Rewrite each line of the data below as an item in a numbered list, dropping any blank lines.

━━ GIVEN DATA

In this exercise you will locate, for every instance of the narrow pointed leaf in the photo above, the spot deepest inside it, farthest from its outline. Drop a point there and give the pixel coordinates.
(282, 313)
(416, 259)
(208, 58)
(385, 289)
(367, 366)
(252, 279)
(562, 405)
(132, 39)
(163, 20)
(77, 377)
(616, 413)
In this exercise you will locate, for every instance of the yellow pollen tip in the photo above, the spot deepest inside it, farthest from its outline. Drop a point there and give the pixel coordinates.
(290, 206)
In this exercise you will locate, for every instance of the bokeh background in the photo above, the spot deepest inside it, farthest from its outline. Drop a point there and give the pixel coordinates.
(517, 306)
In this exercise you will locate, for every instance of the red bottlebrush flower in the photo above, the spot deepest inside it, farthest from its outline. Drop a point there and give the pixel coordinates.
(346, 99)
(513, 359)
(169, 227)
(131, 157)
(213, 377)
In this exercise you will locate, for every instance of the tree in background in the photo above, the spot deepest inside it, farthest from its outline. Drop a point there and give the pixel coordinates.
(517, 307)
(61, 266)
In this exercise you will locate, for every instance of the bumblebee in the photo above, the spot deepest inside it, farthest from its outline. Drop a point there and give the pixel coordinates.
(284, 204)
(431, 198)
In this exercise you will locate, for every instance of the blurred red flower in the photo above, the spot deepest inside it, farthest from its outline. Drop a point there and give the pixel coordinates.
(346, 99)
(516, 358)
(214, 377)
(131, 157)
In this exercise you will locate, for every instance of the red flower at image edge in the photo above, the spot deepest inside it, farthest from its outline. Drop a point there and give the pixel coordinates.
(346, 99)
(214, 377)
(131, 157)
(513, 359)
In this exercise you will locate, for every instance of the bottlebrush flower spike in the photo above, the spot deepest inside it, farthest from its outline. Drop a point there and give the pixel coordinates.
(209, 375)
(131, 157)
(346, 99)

━━━━

◆ **ANSWER TO THIS PROBLEM**
1. In this exercise you will locate, for every instance of the narrow pointed leaf in the photo above, the spot deepest inside it, farthest from its outline. Drop a point there and give the pixel coordinates.
2. (282, 313)
3. (416, 259)
4. (208, 58)
5. (385, 289)
6. (367, 366)
7. (252, 279)
8. (562, 405)
9. (132, 39)
10. (163, 20)
11. (77, 377)
12. (616, 413)
13. In this exercise you will locate, for every instance of the yellow pollen tip in the photo above, the spot deepest inside it, farthest from its outline. Drop a point there and give the pixel coordinates.
14. (290, 206)
15. In this exercise you will locate, for every instance of the bokeh background in the photo above, the spot deepest inside it, farthest from its outline. Drop a point there and give the pixel coordinates.
16. (517, 306)
17. In this exercise you will locate, for every instance of the red bottlebrush flower in the photo above, the spot deepest inside it, farthest from its outline. Drop a point there and give the pixel coordinates.
18. (346, 99)
19. (513, 359)
20. (169, 227)
21. (131, 157)
22. (213, 377)
23. In this exercise you will locate, for every instance of the tree in background in the photo above, the spot deepest inside it, farthest from its outline. Drop a point there and give the pixel coordinates.
24. (517, 307)
25. (61, 266)
26. In this exercise you will locate, for every instance of the bumblebee in the photo above, the spot deepest inside it, farthest from its outline. Drop a point there and give the pixel coordinates.
27. (284, 204)
28. (431, 198)
29. In this exercise you will locate, for every instance of the blurred red flower in the photo above, the spot deepest inside it, farthest from its outline. Drop a point there and give the pixel coordinates.
30. (346, 99)
31. (516, 358)
32. (214, 377)
33. (131, 157)
34. In this exercise you will locate, for every instance of the red flower at image edge in the photo above, the spot deepest inside it, farthest from its outline. Drop a point there and give the pixel coordinates.
35. (346, 99)
36. (214, 377)
37. (131, 157)
38. (513, 359)
39. In this exercise you will locate, for every instance of the bottlebrush flower spike in the photo above, the spot deepest inside it, farthest from its outline. Drop a point there and give the pixel coordinates.
40. (209, 375)
41. (131, 157)
42. (346, 99)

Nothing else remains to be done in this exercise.